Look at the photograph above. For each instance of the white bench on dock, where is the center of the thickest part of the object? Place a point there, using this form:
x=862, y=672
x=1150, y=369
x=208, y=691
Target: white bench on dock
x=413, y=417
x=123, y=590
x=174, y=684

---

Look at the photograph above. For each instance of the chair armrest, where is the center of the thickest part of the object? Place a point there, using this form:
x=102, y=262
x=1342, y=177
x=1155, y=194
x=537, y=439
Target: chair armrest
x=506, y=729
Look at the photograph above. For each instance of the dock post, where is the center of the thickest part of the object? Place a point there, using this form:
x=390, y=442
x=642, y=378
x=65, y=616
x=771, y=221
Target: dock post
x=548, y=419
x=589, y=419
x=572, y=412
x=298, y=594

==

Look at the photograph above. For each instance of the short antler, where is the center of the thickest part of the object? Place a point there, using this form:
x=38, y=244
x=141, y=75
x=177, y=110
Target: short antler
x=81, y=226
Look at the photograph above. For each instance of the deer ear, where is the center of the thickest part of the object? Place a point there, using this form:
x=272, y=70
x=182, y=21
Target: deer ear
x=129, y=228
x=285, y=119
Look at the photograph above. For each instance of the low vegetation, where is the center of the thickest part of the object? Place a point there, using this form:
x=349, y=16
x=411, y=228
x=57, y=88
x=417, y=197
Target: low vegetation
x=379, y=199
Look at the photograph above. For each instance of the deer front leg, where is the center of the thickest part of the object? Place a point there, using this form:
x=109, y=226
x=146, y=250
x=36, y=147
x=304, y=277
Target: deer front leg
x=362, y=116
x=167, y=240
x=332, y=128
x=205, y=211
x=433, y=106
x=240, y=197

YOUR TASK
Taking the material above, extract exactly and only the lines from the line with "Target: short antler" to the line with "x=417, y=197", inclusive of both.

THE COMPLETED TASK
Target: short antler
x=81, y=226
Look at the photograph above. For each instance of the deer ear, where is the center of the thickest part of the object? Place a point there, using this form:
x=272, y=70
x=182, y=21
Target: deer ear
x=129, y=228
x=285, y=119
Look at the photograph above. For each instance of the low vegetation, where is the center of the thickest part of the object? Place a point there, using this form:
x=349, y=16
x=411, y=228
x=57, y=88
x=417, y=197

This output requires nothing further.